12. The method of claim 11, wherein the camera is a stereo camera.
13. The method of claim 11, wherein the analyzed information corresponds to a hand of a user.
14. The method of claim 11, wherein the virtual object represents a body of a user.
15. The method of claim 11, wherein the virtual object represents a hand of a user.
16. The method of claim 11, wherein the pattern of invisible light is infrared.
17. The method of claim 11, wherein the responsive image is presented in real-time.
18. The method of claim 11, further comprising sending and receiving data via a network, the data including the responsive image.
19. The method of claim 11, wherein the delivering and the detecting occur above the presented responsive image.
20. The method of claim 11, wherein the three-dimensional space is partitioned into a plurality of zones and different types of user interactions occur in each of the plurality of zones.
Description
CROSS-REFERENCE TO RELATED APPLICATION

The present application claims the priority benefit of U.S. provisional patent application No. 60/922,873 filed Apr. 10, 2007 and entitled “Display Using a Three-Dimensional Vision System,” the disclosure of which is incorporated herein by reference.

BACKGROUND

1. Field of the Invention

The present invention generally relates to interactive media. More specifically, the present invention relates to providing a display using a three-dimensional vision system.

2. Background Art

Traditionally, human interaction with video display systems has required users to employ devices such as hand-held remote controls, keyboards, mice, and joystick controls. An interactive video display system allows real-time, human interaction with images generated and displayed by the system without employing such devices.

While existing interactive video display systems allow real-time, human interactions, such displays are limited in many ways. In one example, the existing interactive video systems require specialized hardware to be held by the users. The specialized hardware may be inconvenient and prone to damage or loss. Further, the specialized hardware may require frequent battery replacement. Specialized hardware, too, may provide a limited number of points to be tracked by the existing interactive video systems, thus limiting the usefulness and reliability in interacting with the entire body of a user or with multiple users.

In another example, the existing interactive video systems are camera-based, such as the EyeToy® from Sony Computer Entertainment Inc. Certain existing camera-based interactive video systems may be limited in the range of motions of the user that can be tracked. Additionally, some camera-based systems only allow for body parts that are moving to be tracked rather than the entire body. In some instances, distance information may not be detected (i.e., the system may not provide for depth perception).

Portion of a data file:

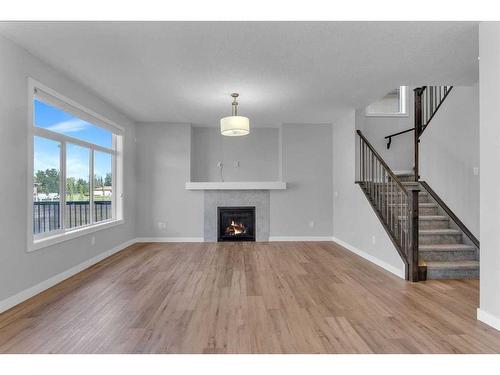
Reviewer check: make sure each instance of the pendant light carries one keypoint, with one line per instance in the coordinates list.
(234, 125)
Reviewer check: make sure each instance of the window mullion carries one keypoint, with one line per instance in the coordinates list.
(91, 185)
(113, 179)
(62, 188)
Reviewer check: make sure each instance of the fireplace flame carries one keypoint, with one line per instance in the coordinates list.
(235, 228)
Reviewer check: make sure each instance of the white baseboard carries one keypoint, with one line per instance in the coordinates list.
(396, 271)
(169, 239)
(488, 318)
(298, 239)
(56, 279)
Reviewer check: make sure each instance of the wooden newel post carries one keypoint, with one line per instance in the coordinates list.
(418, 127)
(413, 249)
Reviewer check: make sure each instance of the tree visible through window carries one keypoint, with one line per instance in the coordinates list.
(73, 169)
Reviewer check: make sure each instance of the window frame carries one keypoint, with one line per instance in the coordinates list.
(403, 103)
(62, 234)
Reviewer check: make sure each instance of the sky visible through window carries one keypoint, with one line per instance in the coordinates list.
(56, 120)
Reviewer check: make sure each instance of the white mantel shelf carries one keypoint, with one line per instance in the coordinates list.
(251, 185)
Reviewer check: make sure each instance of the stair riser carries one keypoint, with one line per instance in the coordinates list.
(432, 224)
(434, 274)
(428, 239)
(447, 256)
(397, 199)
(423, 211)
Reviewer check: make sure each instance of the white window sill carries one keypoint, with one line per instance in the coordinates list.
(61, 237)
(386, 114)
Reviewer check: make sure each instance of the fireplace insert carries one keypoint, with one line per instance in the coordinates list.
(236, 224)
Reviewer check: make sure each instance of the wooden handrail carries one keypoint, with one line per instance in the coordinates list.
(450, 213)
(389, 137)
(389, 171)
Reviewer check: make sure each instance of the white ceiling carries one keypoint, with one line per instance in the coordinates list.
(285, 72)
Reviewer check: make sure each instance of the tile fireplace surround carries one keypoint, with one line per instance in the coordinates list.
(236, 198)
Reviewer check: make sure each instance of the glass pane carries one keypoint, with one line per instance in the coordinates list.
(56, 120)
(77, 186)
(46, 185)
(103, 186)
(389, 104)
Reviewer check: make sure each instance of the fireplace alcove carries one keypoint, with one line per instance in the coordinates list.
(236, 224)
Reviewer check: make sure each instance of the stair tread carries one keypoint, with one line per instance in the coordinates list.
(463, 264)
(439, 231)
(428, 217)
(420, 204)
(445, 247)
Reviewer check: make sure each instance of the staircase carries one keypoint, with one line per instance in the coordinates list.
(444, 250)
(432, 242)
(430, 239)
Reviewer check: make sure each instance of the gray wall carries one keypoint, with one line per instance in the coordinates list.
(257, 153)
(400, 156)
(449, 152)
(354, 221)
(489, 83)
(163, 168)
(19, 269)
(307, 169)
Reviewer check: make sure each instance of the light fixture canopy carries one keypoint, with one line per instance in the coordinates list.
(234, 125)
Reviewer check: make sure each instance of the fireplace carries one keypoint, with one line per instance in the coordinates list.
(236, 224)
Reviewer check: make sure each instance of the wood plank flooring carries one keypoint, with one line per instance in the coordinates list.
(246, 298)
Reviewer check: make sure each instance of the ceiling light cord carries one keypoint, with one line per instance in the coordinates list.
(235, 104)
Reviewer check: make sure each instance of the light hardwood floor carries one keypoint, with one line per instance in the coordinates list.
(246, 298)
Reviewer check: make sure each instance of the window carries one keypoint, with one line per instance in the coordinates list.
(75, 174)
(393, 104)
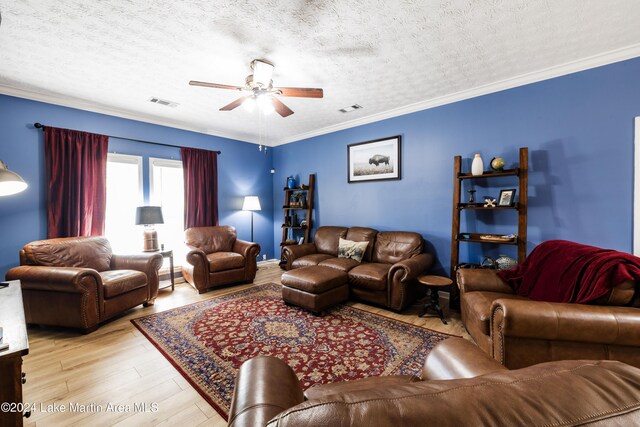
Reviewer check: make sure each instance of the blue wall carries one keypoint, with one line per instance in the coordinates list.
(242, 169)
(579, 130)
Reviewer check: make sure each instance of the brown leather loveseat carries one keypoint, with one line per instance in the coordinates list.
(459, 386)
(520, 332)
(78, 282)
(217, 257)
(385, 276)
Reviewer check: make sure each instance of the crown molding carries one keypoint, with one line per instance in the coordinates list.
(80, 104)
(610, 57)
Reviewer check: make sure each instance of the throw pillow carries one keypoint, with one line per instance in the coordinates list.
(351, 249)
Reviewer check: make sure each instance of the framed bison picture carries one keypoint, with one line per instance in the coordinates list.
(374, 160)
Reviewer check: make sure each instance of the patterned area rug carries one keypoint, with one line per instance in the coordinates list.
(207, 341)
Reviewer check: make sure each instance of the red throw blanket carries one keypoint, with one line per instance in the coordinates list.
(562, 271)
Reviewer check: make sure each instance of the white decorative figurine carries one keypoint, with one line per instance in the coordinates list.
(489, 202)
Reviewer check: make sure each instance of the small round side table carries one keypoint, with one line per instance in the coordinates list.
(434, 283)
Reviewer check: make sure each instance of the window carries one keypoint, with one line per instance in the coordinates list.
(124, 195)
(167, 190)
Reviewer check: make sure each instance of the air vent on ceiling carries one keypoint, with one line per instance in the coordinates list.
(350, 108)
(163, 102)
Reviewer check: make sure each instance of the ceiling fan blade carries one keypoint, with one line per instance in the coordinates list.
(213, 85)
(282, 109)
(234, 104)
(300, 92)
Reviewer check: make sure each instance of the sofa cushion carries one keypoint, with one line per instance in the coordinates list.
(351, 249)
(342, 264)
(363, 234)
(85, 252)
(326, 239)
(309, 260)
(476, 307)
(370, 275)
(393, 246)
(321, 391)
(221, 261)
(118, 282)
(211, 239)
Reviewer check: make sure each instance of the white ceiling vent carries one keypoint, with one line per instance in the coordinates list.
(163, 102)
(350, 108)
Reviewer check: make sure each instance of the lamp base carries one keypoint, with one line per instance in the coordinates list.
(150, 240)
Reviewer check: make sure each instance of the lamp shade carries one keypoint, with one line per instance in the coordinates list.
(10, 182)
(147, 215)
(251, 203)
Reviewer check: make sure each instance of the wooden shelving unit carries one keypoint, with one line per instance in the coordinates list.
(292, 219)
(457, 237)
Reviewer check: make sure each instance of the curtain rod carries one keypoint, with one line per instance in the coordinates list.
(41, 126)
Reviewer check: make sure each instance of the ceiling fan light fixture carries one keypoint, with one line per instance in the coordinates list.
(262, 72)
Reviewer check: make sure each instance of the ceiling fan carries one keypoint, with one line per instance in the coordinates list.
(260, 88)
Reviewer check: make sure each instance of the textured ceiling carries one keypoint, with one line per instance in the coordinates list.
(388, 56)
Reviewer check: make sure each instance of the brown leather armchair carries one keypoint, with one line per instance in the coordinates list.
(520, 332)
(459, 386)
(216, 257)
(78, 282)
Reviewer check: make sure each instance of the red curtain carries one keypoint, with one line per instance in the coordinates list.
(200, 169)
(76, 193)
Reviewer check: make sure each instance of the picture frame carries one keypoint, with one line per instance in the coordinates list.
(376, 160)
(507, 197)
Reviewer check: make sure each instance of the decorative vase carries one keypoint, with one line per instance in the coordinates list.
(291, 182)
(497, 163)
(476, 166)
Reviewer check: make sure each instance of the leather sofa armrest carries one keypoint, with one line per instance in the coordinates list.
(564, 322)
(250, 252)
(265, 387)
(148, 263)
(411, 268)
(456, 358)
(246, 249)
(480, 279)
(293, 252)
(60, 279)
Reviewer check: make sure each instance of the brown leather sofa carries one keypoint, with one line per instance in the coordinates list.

TASKS TO CARRY OUT
• A. Return the stretch of the interactive display patent from "15. The method" through "presented in real-time.".
• B. Resume the interactive display patent from the point where it stops.

ANSWERS TO THE EXERCISE
• A.
15. The method of claim 11, wherein the virtual object represents a hand of a user.
16. The method of claim 11, wherein the pattern of invisible light is infrared.
17. The method of claim 11, wherein the responsive image is presented in real-time.

• B.
SUMMARY OF THE CLAIMED INVENTION

An interactive video display system allows a physical object to interact with a virtual object. A light source delivers a pattern of invisible light to a three-dimensional space occupied by the physical object. A camera detects invisible light scattered by the physical object. A computer system analyzes information generated by the camera, maps the position of the physical object in the three-dimensional space, and generates a responsive image that includes the virtual object. A display presents the responsive image.

BRIEF DESCRIPTION OF THE DRAWINGS

FIG. 1 illustrates an exemplary embodiment of an interactive video display system that allows a physical object to interact with a virtual object.

FIG. 2 illustrates an exemplary embodiment of a light source in the video display system of FIG. 1.

FIG. 3 illustrates another exemplary embodiment of the light source of FIGURE.

FIG. 4 illustrates yet another exemplary embodiment of the light source of FIG. 1.

FIG. 5 illustrates various exemplary form factors of the interactive video display system.

FIG. 6 illustrates an exemplary form factor of the interactive video display system that may accommodate multiple users.

FIG. 7 illustrates various exemplary form factors of the interactive video display system in which the light source is positioned above the users.

FIG. 8 illustrates an exemplary mapping between the physical space and the virtual space in cross-section.

FIG. 9 illustrates another exemplary mapping between the physical space and the virtual space in cross-section.

FIG. 10 illustrates an exemplary embodiment of the interactive video display system having multiple interactive regions in the physical space.

FIG. 11 illustrates an exemplary embodiment of the interactive video display system in which two users separately interact with two displays and share the virtual space.

DETAILED DESCRIPTION

FIG. 1 illustrates an exemplary embodiment of an interactive video display system 100 that allows a physical object to interact with a virtual object. The interactive video display system 100 of FIG. 1 includes a display 105 and a three-dimensional (3D) vision system 110. The interactive video display system 100 may further include a light source 115 and a computing device 120. The interactive video display system 100 may be configured in a variety of form factors.

The display 105 may include a variety of components. The display 105 may be a flat panel display such as a liquid-crystal display (LCD), a plasma screen, an organic light emitting diode (OLED) display screen, or other display that is flat. The display 105 may include a cathode ray tube (CRT), an electronic ink screen, a rear projection display, a front projection display, an off-axis front (or rear) projector (e.g., the WT600 projector sold by NEC), a screen that produces a 3D image (e.g., a lenticular 3D video screen), or a fogscreen. (e.g., the Heliodisplay™ screen made by 102 technologies). The display 105 may include multiple screens or monitors that may be tiled to form a single larger display. The display 105 may be non-planar (e.g., cylindrical or spherical).

The 3D vision system 110 may include a stereo vision system to combine information generated from two or more cameras (e.g., a stereo camera) to construct a three-dimensional image. The functionality of the stereo vision system may be analogous to depth perception in humans resulting from binocular vision. The stereo vision system may input two or more images of the same physical object taken from slightly different angles into the computing device 120.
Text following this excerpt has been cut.